- **PROBLEM SET**:
1) Write out the part of the C++ struct passage from "Run the following piece" to "will be 12.".
2) Answer these questions from the C++ struct passage:
(a) What output does the passage give for the first program?
(b) What output does it give for the second program?
(c) According to the passage, what is the only difference between the two structs?

- **SOURCE EXCERPT**:
------------------------------------
Run the following piece of C++ code and observe the output:
#include <iostream>
struct something {
char c;
int i;
short s;
};
int main()
{
std::cout << sizeof(something) << endl;
}
The output will be 12.
Now run the following program:
#include <iostream>
struct something {
int i;
short s;
char c;
};
int main()
{
std::cout << sizeof(something) << endl;
}
The output will be 8.
Now that you have run both versions of the same program on a computer, run them in your head. Both programs are doing the same thing. They are printing the size of a struct. The struct contains the same type of variable in both cases. And yet the size of the struct comes out to be different. The structs are almost identical with the only difference being the order in which the variables are declared inside the struct. So the moral of the story is that the order in which variables are declared in a struct determine what the size of struct is going to be. But you should ask your self that why in God's good name should the declaration order matter to size, after all the same number and type of variables are used and hence the size of memory they occupy should also be the same. Well clearly this is not the case. To understand why, you need to learn this first.
------------------------------------
Records of labeled points:

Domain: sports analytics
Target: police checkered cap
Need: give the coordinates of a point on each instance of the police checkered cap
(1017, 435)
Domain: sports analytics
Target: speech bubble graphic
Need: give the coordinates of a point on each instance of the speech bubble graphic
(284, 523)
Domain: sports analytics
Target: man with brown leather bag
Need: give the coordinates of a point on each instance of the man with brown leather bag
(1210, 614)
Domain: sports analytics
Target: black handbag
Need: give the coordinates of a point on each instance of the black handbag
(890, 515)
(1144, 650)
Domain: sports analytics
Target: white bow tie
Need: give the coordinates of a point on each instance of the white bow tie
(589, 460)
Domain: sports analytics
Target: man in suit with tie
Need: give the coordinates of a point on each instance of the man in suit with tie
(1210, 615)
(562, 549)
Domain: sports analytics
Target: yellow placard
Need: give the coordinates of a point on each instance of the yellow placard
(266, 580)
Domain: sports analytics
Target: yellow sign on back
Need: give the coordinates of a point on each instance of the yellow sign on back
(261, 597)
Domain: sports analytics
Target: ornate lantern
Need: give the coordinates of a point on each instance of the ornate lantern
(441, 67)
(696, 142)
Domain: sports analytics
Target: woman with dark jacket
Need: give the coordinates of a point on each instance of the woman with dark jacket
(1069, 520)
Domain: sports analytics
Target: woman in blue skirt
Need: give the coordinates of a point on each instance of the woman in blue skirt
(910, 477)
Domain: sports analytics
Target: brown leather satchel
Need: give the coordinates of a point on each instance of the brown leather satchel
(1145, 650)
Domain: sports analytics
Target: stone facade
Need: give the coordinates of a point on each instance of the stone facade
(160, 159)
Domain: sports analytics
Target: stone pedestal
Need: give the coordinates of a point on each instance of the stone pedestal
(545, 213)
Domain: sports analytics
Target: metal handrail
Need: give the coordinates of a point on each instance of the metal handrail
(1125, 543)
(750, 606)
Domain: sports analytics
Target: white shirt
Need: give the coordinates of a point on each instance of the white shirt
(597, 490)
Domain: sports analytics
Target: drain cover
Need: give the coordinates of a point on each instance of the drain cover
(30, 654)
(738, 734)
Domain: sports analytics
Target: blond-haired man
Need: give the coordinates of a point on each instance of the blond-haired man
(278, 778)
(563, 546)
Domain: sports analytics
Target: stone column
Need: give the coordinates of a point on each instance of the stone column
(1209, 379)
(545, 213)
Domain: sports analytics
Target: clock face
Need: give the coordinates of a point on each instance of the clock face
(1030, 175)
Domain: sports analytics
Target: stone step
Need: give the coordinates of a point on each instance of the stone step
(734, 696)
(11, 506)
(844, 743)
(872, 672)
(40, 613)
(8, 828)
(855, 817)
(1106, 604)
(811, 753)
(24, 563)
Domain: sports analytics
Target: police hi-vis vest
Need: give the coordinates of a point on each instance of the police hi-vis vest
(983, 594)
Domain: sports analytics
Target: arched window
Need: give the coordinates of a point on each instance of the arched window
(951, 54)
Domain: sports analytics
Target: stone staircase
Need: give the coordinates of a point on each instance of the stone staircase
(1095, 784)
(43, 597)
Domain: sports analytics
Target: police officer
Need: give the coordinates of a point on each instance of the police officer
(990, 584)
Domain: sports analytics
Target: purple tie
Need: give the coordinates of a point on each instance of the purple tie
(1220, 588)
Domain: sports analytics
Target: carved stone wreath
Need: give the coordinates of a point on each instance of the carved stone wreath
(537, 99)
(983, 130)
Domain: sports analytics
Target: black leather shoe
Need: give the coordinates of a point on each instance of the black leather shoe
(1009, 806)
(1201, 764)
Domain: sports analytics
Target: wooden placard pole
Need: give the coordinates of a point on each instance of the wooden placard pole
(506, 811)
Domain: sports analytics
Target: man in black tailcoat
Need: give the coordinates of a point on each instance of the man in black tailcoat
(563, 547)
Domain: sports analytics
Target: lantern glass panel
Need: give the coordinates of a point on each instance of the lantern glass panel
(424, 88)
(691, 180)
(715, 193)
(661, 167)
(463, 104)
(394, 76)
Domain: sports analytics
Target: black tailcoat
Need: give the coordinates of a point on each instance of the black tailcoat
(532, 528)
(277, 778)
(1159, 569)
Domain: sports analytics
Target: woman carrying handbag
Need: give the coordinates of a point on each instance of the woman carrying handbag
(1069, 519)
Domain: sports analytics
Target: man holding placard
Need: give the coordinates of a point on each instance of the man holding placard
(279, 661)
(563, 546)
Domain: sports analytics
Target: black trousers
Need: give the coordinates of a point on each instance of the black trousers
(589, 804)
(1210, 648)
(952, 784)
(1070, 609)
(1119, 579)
------------------------------------
- **SOLUTIONS TO THE PROBLEMS**:
1)
Run the following piece of C++ code and observe the output:
#include <iostream>
struct something {
char c;
int i;
short s;
};
int main()
{
std::cout << sizeof(something) << endl;
}
The output will be 12.

2)
(a) 12
(b) 8
(c) The order in which the variables are declared inside the struct.